# Exercise requirements
From the passage on breast cancer, return the stretch that begins with the words "Most of the time, when" and ends with the words "with this diagnose.", copied with no changes.

# Page excerpt
----
Most of the time, when I say I once had breast cancer, people let go some sound of discomfort or anxiety. Then, they say something along the lines of: “My friend/my mum/my wife/my… also had it.” And indeed, we have all met someone who had it because one in eight women will have breast cancer at some point in their lives. Ninety percent of them will still be alive five years later, and yet, we can’t help but think that cancer means death, and that something incredibly horrible is happening to these women (Only 1% of all breast cancer patients are men). If we do this when we are just listening, imagine your reaction if you are the one hit with this diagnose.
Women who had breast cancer are normally pushed into a whirlpool of emotions that drag them to its center, making them feel that they have lost control of their lives. Friends and family, flying around in that whirlpool, give their opinion of what should be done, often without even being asked. Cancer is, in this sense, somehow like soccer in Europe: It’s so embedded in our daily lives that we all think we know what’s the best thing to do, and we speak up. In addition, some doctors are not great listeners and use a paternalistic approach, deciding (and imposing) a treatment instead of seeking for the patient’s involvement and agreement.
Cancer is, in this sense, somehow like soccer in Europe: It’s so embedded in our daily lives that we all think we know what’s the best thing to do, and we speak up
In this context, women with breast cancer will go through an exhausting treatment that, most of the time, will include surgery, chemotherapy, radiotherapy and hormone therapy. At some point during this journey, many of them realize that they have lost their self-confidence and their direction. They try to reallocate the pieces of their lives, but they no longer know how. What is it that really matters now? What will the future unveil? How am I going to move forward? These are some of the questions that echo inside their heads and souls.
----
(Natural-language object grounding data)
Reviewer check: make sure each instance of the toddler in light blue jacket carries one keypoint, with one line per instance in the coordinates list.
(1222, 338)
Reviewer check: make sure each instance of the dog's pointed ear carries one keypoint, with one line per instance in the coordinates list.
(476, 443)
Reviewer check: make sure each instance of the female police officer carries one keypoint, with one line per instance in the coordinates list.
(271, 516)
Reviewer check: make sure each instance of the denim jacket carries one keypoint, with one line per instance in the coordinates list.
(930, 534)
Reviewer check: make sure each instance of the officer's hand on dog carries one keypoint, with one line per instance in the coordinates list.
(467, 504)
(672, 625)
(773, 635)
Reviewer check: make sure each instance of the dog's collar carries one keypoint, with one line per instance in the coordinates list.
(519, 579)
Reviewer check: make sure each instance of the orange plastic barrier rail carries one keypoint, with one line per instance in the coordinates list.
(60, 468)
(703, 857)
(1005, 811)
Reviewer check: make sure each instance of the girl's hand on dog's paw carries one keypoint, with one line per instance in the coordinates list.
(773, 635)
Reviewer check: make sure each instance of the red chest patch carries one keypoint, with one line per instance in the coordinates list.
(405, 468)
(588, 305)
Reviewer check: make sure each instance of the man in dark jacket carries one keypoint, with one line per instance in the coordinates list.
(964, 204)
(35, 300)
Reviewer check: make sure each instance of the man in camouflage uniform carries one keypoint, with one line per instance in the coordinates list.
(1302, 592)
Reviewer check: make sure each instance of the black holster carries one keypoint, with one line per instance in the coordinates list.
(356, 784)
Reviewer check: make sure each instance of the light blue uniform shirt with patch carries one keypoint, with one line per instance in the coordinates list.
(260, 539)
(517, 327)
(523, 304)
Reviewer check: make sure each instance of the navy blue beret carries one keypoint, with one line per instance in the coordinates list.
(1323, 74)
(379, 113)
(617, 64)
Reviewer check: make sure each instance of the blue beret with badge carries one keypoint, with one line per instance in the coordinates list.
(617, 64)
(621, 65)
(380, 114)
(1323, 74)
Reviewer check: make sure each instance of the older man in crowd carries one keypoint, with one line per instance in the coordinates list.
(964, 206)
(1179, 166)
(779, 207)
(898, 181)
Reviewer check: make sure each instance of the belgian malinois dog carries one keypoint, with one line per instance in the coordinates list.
----
# Exercise answer
Most of the time, when I say I once had breast cancer, people let go some sound of discomfort or anxiety. Then, they say something along the lines of: “My friend/my mum/my wife/my… also had it.” And indeed, we have all met someone who had it because one in eight women will have breast cancer at some point in their lives. Ninety percent of them will still be alive five years later, and yet, we can’t help but think that cancer means death, and that something incredibly horrible is happening to these women (Only 1% of all breast cancer patients are men). If we do this when we are just listening, imagine your reaction if you are the one hit with this diagnose.